AIM :: Copy the rows from the line with "of the wrinkled" through the end of the rows, keeping the requests, and add -87 to every coordinate in the answers.

· · · ·

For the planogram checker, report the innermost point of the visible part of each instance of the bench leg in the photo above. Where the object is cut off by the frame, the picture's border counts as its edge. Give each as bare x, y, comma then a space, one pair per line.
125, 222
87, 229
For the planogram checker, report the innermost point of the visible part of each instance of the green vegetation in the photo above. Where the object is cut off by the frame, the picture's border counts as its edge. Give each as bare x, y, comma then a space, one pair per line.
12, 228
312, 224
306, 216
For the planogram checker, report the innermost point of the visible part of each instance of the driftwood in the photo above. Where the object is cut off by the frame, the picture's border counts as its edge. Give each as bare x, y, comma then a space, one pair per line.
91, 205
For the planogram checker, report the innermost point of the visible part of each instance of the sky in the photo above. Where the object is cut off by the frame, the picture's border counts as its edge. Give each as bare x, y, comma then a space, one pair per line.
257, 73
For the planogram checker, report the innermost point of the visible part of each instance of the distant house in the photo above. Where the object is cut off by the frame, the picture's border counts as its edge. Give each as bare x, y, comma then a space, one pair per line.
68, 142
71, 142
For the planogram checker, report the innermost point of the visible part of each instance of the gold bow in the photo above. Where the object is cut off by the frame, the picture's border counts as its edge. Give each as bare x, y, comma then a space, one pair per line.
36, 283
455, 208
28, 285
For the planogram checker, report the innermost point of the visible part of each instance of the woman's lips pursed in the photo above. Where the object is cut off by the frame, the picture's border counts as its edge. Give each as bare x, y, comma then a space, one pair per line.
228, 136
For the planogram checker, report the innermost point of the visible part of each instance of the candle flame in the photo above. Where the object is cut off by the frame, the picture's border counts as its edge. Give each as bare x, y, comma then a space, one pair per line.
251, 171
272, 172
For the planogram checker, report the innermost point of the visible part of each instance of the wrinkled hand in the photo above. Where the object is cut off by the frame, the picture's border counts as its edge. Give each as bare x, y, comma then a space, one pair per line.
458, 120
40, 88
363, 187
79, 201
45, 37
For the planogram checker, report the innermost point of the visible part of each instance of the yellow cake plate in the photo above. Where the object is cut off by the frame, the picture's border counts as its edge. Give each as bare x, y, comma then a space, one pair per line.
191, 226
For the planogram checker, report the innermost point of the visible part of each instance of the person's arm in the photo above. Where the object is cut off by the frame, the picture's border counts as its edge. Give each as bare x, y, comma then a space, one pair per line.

· · · ·

COMPLETE RESPONSE ::
For the planogram checker, report the innermost point of the visible part of each instance of the wrinkled hand in the photo above. Where the object is cut off by the frame, the picture's border counts as its edge. Give each as bare x, y, comma then a space, one pair per line.
371, 33
-47, 1
276, 100
-8, 114
-42, -50
For the planogram checker, report the innermost point of the visible part of each instance of the yellow cake plate in the photo above. Where the object is cut off by the frame, the picture's border counts as its edge. Give each as bare x, y, comma then a space, one pair per line.
104, 139
For the planogram checker, report the innermost point of the visible part of each instance of the person's arm in the photo above. Where the object is cut off by the frame, the picture's border counts as its edge. Give each as bare x, y, comma then a space, one pair per line.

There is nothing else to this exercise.